# DOCUMENT EXTRACT
--- START ---

There are just over 400 graves of military personnel from World War I, who died in Turkey mostly as prisoners of war or some during the occupation of Istanbul (1918 to 1923) after the Armistice of Mudros.

Two other memorials of World War I are found in the cemetery, one bearing the names of a little over 200 soldiers of United Kingdom and India, who fell in various parts of Russia or on the borders of Turkey, and whose burial grounds could not be maintained. The other memorial is dedicated to the servicemen of the Indian Army who died between 1919 and 1920 in the prisoner-of-war camps in southern Turkey near Adana and were interred in the Maslak and Osmaniye Indian Cemeteries. In 1961, when those cemeteries could not be further maintained, the earth with the ashes of the cremated remains of these men was transferred here and scattered near the monument, and the remains of their Muslim comrades were re-interred.

In addition to the burials of World War I, graves of 38 servicemen of the Royal Navy and Royal Air Force and one pilot of the Australian Imperial Force, who were all killed in action in the Mediterranean Theatre of World War II at the borders of then neutral Turkey, are found in the Haydarpaşa Cemetery.

--- END ---

# INFORMATION SUPPLIED
--- START ---

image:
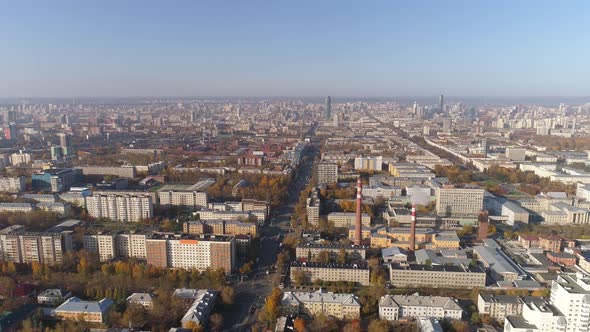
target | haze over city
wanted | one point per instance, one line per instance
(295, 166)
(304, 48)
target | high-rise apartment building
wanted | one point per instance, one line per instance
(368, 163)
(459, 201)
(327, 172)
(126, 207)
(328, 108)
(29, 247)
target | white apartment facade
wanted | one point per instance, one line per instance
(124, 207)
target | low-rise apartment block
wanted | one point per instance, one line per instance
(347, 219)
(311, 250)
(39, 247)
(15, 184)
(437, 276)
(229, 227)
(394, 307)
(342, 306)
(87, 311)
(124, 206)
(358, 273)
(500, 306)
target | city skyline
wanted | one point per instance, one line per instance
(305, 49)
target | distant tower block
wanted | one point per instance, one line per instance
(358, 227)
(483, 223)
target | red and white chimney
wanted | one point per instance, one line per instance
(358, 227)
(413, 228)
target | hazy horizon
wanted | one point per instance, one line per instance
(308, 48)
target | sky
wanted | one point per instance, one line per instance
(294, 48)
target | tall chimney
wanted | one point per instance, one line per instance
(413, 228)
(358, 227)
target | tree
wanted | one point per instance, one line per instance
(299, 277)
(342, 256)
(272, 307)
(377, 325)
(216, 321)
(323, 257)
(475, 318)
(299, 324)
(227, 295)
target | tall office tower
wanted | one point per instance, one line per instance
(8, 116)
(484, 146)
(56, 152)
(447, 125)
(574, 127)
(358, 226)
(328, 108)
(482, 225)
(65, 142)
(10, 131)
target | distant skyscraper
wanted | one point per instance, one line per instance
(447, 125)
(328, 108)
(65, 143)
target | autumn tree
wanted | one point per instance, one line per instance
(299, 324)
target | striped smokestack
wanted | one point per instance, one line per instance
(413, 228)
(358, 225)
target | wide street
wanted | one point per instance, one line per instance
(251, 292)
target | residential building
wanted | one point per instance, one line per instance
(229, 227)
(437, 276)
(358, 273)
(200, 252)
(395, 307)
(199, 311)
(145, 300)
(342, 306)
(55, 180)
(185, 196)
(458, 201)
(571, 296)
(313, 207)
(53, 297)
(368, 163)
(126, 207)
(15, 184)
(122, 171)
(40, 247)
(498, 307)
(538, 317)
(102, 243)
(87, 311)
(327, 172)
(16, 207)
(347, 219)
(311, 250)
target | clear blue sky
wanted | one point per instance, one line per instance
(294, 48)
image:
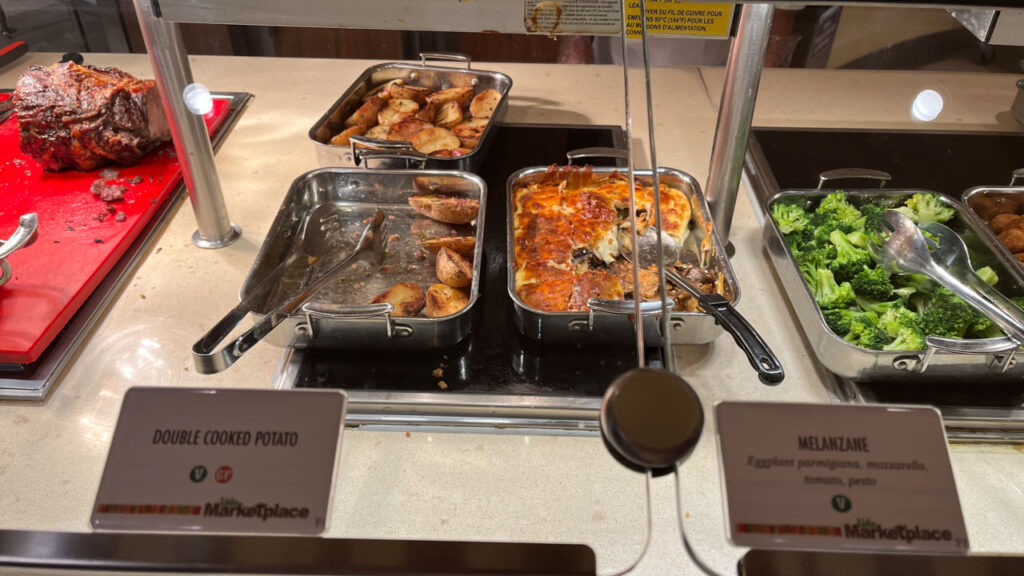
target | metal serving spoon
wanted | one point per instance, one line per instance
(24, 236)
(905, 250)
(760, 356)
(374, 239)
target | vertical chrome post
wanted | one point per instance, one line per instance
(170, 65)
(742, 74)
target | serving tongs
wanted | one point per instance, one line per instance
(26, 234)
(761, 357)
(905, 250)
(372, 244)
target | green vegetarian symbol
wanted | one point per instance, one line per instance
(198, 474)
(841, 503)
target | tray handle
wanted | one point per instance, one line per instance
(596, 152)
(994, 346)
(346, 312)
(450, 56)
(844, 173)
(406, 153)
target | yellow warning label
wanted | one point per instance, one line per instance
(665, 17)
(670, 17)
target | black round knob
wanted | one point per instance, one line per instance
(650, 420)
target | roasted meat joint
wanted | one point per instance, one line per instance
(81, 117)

--- END ---
--- START ---

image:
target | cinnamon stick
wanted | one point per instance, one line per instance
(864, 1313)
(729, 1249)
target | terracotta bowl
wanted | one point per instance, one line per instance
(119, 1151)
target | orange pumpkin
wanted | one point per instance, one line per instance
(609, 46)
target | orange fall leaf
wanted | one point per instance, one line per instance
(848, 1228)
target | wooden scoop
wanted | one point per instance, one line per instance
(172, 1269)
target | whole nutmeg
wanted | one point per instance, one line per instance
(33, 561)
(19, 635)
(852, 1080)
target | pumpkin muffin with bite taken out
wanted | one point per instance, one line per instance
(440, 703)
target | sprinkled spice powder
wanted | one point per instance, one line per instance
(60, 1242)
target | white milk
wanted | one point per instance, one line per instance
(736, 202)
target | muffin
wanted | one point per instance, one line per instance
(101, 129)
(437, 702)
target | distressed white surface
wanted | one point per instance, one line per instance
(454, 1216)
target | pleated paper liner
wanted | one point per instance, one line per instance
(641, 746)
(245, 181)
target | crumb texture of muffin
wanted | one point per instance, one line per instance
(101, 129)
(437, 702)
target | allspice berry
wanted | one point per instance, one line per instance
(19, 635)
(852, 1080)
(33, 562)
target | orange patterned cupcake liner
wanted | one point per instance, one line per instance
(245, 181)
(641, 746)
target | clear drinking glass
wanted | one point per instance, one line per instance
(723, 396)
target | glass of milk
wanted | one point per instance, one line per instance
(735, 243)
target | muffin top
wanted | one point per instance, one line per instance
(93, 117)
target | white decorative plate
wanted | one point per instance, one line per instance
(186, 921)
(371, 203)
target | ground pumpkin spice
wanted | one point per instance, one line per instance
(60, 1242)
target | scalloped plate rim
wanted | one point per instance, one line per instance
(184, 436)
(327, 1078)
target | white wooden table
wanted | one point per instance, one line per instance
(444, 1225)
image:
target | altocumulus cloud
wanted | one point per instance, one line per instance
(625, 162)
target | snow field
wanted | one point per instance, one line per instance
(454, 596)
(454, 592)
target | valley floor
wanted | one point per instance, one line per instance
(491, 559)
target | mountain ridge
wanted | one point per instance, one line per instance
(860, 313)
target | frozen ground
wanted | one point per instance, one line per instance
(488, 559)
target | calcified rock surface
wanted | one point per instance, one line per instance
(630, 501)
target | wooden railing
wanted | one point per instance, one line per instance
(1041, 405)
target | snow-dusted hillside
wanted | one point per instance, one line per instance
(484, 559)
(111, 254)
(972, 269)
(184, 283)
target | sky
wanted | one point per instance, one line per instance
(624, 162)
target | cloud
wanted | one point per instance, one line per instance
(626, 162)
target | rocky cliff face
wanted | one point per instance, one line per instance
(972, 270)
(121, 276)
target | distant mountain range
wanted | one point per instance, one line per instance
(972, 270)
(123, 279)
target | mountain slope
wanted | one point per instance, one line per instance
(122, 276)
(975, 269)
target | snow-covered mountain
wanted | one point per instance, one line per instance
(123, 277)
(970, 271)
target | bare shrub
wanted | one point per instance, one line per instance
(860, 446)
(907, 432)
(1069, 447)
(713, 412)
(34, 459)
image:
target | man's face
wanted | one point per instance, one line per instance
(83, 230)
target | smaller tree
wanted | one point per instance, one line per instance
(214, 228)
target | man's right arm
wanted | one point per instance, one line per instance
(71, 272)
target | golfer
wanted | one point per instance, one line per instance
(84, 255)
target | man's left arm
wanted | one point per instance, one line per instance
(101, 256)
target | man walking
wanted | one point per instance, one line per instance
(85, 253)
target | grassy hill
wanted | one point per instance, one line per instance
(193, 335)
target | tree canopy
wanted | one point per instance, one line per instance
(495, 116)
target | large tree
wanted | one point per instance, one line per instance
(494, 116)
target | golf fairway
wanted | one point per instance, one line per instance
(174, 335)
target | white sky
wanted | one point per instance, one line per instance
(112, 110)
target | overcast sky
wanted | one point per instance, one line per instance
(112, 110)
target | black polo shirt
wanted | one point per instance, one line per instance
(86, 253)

--- END ---
--- START ---

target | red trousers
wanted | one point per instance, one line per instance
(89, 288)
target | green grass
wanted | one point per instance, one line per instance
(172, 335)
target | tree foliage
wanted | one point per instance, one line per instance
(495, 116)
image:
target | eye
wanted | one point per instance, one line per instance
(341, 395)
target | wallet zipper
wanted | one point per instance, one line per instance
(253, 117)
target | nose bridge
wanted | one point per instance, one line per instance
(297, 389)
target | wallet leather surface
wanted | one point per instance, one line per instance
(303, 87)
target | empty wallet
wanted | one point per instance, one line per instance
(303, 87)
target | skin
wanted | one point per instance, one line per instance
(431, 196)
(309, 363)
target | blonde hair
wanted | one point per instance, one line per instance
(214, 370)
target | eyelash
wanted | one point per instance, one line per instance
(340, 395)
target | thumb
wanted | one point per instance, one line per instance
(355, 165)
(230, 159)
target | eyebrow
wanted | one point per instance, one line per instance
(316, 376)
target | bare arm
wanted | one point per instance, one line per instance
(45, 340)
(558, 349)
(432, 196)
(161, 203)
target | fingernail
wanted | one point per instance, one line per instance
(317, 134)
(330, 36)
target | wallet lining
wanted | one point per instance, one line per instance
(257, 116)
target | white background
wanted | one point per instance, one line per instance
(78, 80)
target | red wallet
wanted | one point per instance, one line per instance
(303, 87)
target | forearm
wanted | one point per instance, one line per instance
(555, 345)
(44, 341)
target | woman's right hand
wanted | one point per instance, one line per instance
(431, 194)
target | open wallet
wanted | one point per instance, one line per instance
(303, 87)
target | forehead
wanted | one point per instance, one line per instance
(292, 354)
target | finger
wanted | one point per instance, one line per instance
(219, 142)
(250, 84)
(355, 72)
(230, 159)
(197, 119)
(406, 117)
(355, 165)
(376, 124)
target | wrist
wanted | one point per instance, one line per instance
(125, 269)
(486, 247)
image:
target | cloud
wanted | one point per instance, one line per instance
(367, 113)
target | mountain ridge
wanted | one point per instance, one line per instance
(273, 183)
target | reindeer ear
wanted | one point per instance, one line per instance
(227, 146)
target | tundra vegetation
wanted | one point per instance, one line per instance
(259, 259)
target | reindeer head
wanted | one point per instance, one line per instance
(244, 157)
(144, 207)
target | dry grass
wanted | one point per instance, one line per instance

--- END ---

# EXERCISE INSTRUCTIONS
A. According to the Haydarpaşa Cemetery text, in what year was the earth holding the ashes of the Indian Army servicemen moved to the cemetery?
B. List every branch of armed service that the Haydarpaşa Cemetery text names.
C. From the Haydarpaşa Cemetery text, echo the part between "In addition to" and "the Haydarpaşa Cemetery.", inclusive.

# ACTIVITY ANSWERS
A. 1961

B. Indian Army, Royal Navy, Royal Air Force, Australian Imperial Force

C.
In addition to the burials of World War I, graves of 38 servicemen of the Royal Navy and Royal Air Force and one pilot of the Australian Imperial Force, who were all killed in action in the Mediterranean Theatre of World War II at the borders of then neutral Turkey, are found in the Haydarpaşa Cemetery.